START INFORMATION SUPPLIED

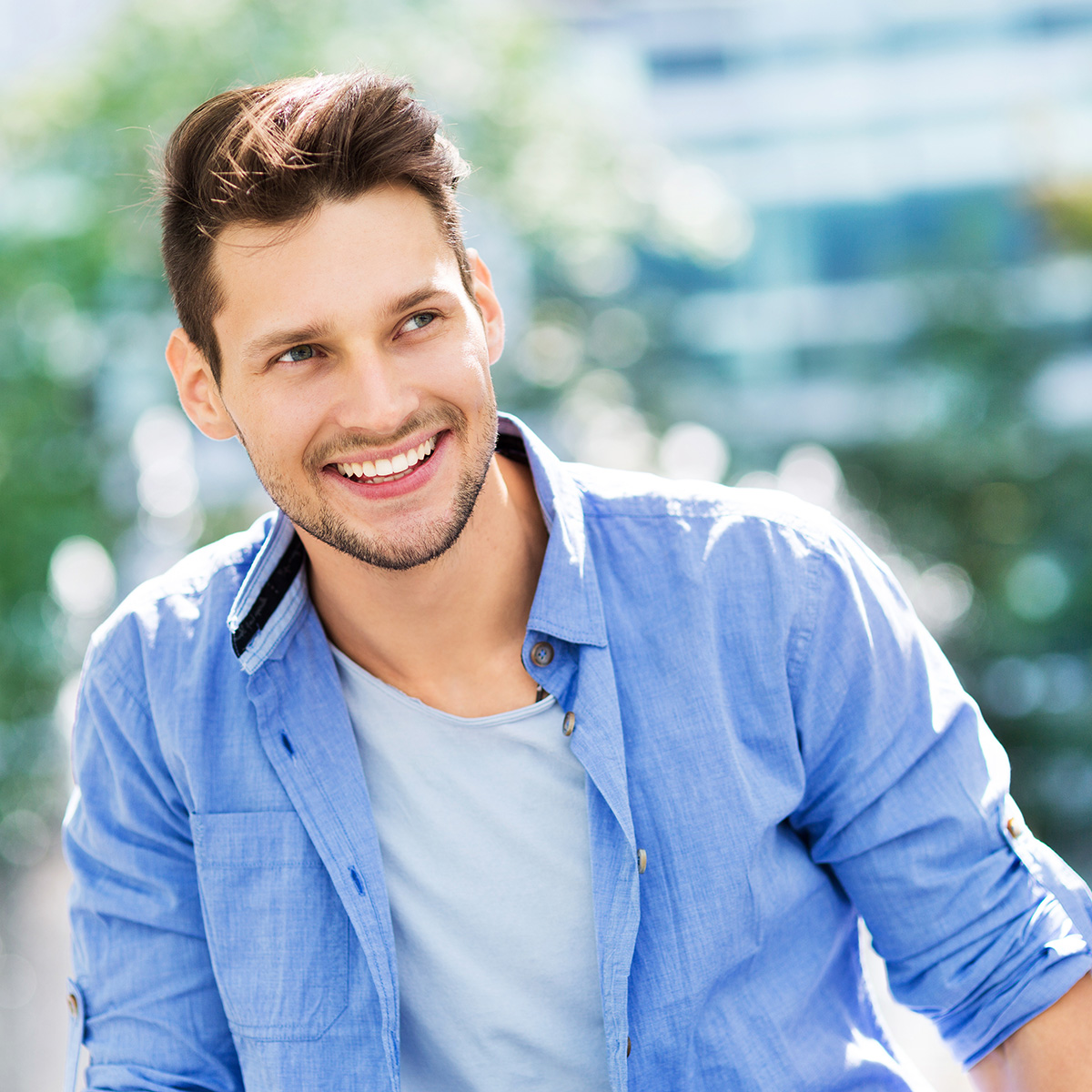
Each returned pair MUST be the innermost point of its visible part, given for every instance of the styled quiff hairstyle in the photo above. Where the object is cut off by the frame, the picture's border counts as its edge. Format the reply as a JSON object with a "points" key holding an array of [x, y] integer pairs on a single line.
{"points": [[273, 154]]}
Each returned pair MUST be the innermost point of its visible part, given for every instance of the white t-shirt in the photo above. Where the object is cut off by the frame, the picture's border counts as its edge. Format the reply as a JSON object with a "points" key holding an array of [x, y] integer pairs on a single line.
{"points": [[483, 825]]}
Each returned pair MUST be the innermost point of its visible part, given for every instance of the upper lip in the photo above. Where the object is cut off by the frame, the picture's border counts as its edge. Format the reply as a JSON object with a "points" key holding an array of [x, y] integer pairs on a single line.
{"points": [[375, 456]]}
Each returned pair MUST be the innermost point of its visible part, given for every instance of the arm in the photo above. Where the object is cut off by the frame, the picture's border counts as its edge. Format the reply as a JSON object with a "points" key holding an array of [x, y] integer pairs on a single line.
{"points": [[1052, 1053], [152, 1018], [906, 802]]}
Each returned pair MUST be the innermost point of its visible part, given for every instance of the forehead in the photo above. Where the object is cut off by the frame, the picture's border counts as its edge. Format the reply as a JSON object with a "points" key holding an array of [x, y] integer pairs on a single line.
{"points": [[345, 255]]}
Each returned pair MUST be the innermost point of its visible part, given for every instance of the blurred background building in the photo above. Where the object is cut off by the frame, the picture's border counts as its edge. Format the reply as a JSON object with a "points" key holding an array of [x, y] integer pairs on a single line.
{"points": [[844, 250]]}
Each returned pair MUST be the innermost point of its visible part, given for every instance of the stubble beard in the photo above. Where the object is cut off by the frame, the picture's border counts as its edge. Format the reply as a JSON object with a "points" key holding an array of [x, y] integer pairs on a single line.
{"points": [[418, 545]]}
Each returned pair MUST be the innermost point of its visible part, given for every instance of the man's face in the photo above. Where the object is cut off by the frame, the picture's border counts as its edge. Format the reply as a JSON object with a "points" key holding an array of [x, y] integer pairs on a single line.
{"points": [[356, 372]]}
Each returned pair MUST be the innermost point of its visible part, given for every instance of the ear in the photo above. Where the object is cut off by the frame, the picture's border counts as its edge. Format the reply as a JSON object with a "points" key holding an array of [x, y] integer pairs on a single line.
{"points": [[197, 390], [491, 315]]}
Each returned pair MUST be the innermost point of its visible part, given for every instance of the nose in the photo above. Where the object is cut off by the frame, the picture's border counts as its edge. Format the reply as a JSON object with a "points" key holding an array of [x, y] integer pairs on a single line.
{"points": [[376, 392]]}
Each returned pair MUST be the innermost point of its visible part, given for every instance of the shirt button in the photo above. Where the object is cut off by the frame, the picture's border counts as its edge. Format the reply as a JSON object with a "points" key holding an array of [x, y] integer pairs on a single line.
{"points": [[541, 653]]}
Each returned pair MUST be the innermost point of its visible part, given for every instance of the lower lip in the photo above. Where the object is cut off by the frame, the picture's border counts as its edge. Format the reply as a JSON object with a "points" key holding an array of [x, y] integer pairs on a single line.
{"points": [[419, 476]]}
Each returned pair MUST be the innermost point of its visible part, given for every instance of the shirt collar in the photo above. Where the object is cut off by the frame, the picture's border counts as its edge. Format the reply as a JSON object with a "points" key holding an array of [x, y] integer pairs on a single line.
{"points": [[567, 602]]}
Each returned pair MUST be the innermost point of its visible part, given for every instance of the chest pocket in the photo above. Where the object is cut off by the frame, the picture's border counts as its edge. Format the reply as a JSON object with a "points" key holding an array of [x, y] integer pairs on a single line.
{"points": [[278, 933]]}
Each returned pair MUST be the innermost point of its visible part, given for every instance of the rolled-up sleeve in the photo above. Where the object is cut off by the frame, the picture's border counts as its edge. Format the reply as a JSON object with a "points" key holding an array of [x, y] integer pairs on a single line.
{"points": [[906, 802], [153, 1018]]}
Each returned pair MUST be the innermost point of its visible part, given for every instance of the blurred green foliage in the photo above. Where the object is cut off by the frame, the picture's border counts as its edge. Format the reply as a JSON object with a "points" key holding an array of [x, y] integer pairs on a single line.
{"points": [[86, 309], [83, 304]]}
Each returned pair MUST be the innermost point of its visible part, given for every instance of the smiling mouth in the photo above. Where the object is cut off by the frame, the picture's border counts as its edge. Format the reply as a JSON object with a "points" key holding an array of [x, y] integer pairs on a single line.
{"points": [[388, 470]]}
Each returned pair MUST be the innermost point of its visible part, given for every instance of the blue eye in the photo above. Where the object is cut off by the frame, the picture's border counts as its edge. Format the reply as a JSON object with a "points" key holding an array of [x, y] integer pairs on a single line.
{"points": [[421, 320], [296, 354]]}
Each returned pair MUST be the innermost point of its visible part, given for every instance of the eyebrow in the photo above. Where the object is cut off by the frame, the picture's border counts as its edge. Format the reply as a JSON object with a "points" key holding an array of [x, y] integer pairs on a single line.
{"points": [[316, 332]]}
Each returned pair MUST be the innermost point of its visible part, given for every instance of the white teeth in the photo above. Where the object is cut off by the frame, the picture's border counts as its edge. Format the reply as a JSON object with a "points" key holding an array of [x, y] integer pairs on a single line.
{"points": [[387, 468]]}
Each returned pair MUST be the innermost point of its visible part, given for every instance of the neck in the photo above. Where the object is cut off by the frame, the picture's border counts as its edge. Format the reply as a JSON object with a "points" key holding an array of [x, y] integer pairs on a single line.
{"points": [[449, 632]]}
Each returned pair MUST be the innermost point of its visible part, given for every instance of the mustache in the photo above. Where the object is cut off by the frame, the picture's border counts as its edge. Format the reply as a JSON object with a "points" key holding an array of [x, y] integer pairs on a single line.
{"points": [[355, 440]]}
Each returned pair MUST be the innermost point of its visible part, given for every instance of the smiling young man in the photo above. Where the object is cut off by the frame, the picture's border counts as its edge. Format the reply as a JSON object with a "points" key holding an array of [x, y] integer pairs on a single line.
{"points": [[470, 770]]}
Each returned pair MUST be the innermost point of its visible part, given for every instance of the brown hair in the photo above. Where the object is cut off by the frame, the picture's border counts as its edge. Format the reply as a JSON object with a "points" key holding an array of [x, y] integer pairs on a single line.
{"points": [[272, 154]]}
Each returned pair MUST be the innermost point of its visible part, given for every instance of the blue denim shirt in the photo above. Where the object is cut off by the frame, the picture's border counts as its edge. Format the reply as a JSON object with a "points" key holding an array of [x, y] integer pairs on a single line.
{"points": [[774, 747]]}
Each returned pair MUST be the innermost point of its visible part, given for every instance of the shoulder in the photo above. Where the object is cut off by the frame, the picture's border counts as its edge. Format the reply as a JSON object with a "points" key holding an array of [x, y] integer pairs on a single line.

END INFORMATION SUPPLIED

[YOUR TASK] Restate all of the material above word for word. Pictures do not belong in it.

[PROBLEM SOLUTION]
Each returned pair MUST be the innermost point of its visible part, given for every instance of the styled quiff hairstyle in the photo above. Where the object is cut off by the frame, the picture's border counts as its edge. Format the reply as a JSON object with a "points" key holding an array of [x, y] integer pairs on a single line.
{"points": [[273, 154]]}
Each returned pair MUST be the innermost point of its visible part, given for every instance of the white t-shirt in the photo above. Where the object is cut off by the frame, the picture's border counts as its edge. Format the reply as a JSON object with a "points" key holding an array of [x, y] integer pairs on a single line.
{"points": [[483, 825]]}
Each returned pair MUST be the innermost point of its visible part, given for every instance of the upper lip in the photo above. Where the object is cut off by the frame, the picture's border counts as its edge. Format the reply as a JSON object with a "points" key holding an array of [x, y] integer pairs on a single line.
{"points": [[375, 456]]}
Each returned pair MUST be the innermost point of its visible part, given for every instance of the arm in the photo above. Where the object is cut off by the frame, the picture's border counts as its edge. Format the reply as a JSON object with a "points" key holding an array of [x, y] integer pairs on a single line.
{"points": [[1052, 1053], [152, 1018], [906, 802]]}
Each returned pair MUST be the innermost point of its visible part, given for every instance of the forehead in the photo above. Where the object is cut off by the frame, the picture's border counts as its edge. Format the reply as a JSON object with a "points" key holding an array of [x, y] integer pairs on a single line.
{"points": [[345, 255]]}
Each returned pair MUST be the innermost point of its visible part, given for every instance of the blurred background building in the photo above. Where the object is cut off by the frame, the picture's border counts as its edge. Format the reply as a JSON object with a "points" key holding an array of [x, y] integer pairs on a single line.
{"points": [[844, 250]]}
Each returned pair MUST be the innermost point of its visible part, given for every instance of the stubble beard in the photo above. Where the object is cut off by the frame, the picture's border counts as its edge. Format the reply as a JSON object with a "points" key holding an array of [x, y] integer pairs on a single line.
{"points": [[418, 545]]}
Each returned pair MUST be the innermost point of its visible part, given for every instance of the man's face in the photo above. Where the object is cut off by the frame, the picture's border counts as its edge. Format the reply as a JSON object with a "points" key holding an array of [x, y] integer pairs on a single line.
{"points": [[356, 372]]}
Each returned pair MUST be the innermost point of its visible part, given for every instance of the ear in the photo above. Where the object is cut off by the frame, the picture's border counts as its edge. Format the reply as a JSON object with a "points" key holding an array of [x, y] integer pairs on a single line.
{"points": [[197, 390], [491, 315]]}
Each returned pair MUST be the innermost point of its visible part, given for every instance of the nose in the photo above. Where the object is cut off by the frame, the picture's border counts as its edge. Format the reply as a JSON object with a "points" key holding an array of [x, y] integer pairs on a single line.
{"points": [[376, 392]]}
Each returned pair MUST be the innermost point of its visible part, given for every instance of the shirt button in the photo above. Where the object is cut off by the frame, the picture's border counts as its edge. Format the reply as a JSON object with a "points" key holding an array of [x, y] integer pairs on a single line.
{"points": [[541, 653]]}
Each returned pair MUST be the innermost point of its visible part, given for every instance of the lower lip in the photo above. Where the object is cut off by the frame, the picture's border counts as its edge. Format the reply as a JSON object with a "points" key holding an array of [x, y] integer pairs on a single line.
{"points": [[419, 476]]}
Each returned pair MUST be the innermost point of its visible part, given for every instance of the shirt collar in the photo above. Where the object is cut off by the frame, the picture's border counts as its edge. Format the reply as a JSON object with a "points" key holding an array of [x, y] integer pairs on a single line.
{"points": [[567, 602]]}
Each returned pair MUST be the innermost point of its visible part, given for every instance of the chest pocket in the photo above. Where the object is cut off by the frame, the picture's border counts as its edge. Format the reply as a JSON object with a "points" key holding an array of [x, y] integer pairs on a single line.
{"points": [[278, 933]]}
Each returned pair MUST be the innermost point of its visible part, given for every instance of the rolled-up sleeve in the photo above. Where the object is cut off by the frame, the picture's border counts as its edge. Format the reply as a JSON object with a "points" key holding an array of [x, y] integer pairs on a single line.
{"points": [[906, 802], [153, 1018]]}
Each returned pair MUST be the innermost point of its visible part, given for every instance of the blurred green foliage in the photo above. Where the object is cut off by the frame, the picture's border counts as its edge. Format the reply as a JSON object with a "points" key holding an array of [x, y] integer pairs on a single line.
{"points": [[86, 309], [83, 304]]}
Each returned pair MUST be the innermost point of its visible part, given for every instance of the smiling mouth in the photo above. Where the object is cut off by the frame, the picture's border counts as its edge. Format the reply as a JSON object with a "points" key holding an array of [x, y] integer pairs on a single line.
{"points": [[388, 470]]}
Each returned pair MUST be the innermost point of its visible part, given for every instance of the blue eye in the photo above. Where the object is cut off by the frame, the picture's border counts as its edge. Format the reply as a JSON object with a "points" key holding an array of [x, y] integer pairs on a single line.
{"points": [[421, 320], [296, 354]]}
Each returned pair MUST be the innermost point of its visible part, given for every instance of the eyebrow in the photo above. Where the object is cut off by the frame, the picture's border counts as its edge. Format the reply as a JSON object with a "points" key holding an array of [x, y] integer pairs on a single line.
{"points": [[316, 332]]}
Each returned pair MUST be the innermost point of its visible part, given for every instance of the white teeth in the photo above. Where the object is cut off by the frame, the picture's border counts as its edge. Format the reply as a JSON object with a "points" key holding an array of [x, y] integer pairs on a single line.
{"points": [[387, 468]]}
Each returned pair MUST be the innermost point of its visible part, given for every instance of the neck in the photo above. Where the object is cut off by the frame, the picture's border counts as its edge. Format the reply as a JSON object with a "points" key holding an array of [x, y] integer pairs on a single line.
{"points": [[449, 632]]}
Each returned pair MUST be the innermost point of its visible part, given for every instance of the mustache in the photo above. Where the object is cut off by the frame, the picture's border counts as its edge. Format the reply as a JSON object with a "points" key holding an array of [x, y] integer pairs on a single line.
{"points": [[355, 440]]}
Each returned pair MUST be the innermost point of its visible part, given for every instance of the smiling young man in the photo above. Where the object is cut off by the frame, the picture's border counts as its edge. Format the reply as a JSON object with a "points" key holding an array of [x, y] integer pairs on a single line.
{"points": [[470, 770]]}
Each returned pair MUST be the innermost point of its visible part, given for every instance of the brown hair in the photo above. Where the object is cut off by the frame, the picture's border counts as its edge. Format the reply as a JSON object with a "points" key holding an array of [x, y] integer pairs on a single line.
{"points": [[272, 154]]}
Each returned pair MUST be the innermost point of its visible part, given for every instance of the blue denim shirt in the photo above. Where the object is cut off by the frame, the picture's border counts as its edge. Format the reply as a JSON object with a "points" key holding an array of [x, y] integer pairs on a single line.
{"points": [[774, 747]]}
Each returned pair MUST be the innermost point of its visible part, given for every instance of the shoulder in the photo above. Where the object is cut off by the frame, the picture's border counts as its edge. Format the reply as a JSON object with a "points" key holding an array of [x, y] integer pairs on a single line.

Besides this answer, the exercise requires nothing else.